**EXERCISE:** Print, exactly as they appear, only the lines from the line that contains "barn roof shown in this photo." through the end of the listing.

>>>

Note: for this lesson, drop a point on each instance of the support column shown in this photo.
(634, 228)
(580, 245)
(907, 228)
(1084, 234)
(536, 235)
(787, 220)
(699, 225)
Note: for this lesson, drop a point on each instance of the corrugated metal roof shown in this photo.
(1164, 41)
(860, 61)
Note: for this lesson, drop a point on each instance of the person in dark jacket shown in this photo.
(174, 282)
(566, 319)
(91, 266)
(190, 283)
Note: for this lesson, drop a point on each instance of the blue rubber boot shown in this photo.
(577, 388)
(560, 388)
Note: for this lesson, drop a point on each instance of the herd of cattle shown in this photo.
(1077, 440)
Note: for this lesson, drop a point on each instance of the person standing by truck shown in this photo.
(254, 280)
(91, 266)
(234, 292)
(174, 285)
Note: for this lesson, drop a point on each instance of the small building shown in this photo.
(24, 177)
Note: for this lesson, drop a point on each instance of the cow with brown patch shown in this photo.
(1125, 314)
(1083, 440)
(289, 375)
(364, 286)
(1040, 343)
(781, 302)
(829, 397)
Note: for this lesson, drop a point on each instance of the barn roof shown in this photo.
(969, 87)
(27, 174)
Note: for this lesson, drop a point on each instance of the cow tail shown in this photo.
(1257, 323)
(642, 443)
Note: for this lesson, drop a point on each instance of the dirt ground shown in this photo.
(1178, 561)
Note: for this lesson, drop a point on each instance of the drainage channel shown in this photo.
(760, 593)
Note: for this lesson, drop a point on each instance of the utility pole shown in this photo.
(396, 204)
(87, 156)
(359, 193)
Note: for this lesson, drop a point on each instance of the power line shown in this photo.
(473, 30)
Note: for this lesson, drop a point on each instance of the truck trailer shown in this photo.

<<<

**ANSWER SPACE:**
Note: for this lesson, drop a point on each instance of the barn roof shown in this photo.
(969, 87)
(27, 174)
Note: for this lesson, drop a point on each instance of the cow tail shown in this photo.
(1257, 323)
(642, 443)
Note: for this lesson, drop a point on each instance of the dirt ground shown in this photo.
(1178, 561)
Note: for this lesson, drop a point on each instance of the drainage channel shown in this photo.
(760, 593)
Note: for this lesson, drop a point on each instance of the utility pole shown in this photo.
(396, 204)
(87, 156)
(359, 193)
Note: for this lesson, drop a point on each instance of the power line shown in this photo.
(473, 30)
Note: for this lesson, drop a point on each instance of the truck trailer shown in this photo.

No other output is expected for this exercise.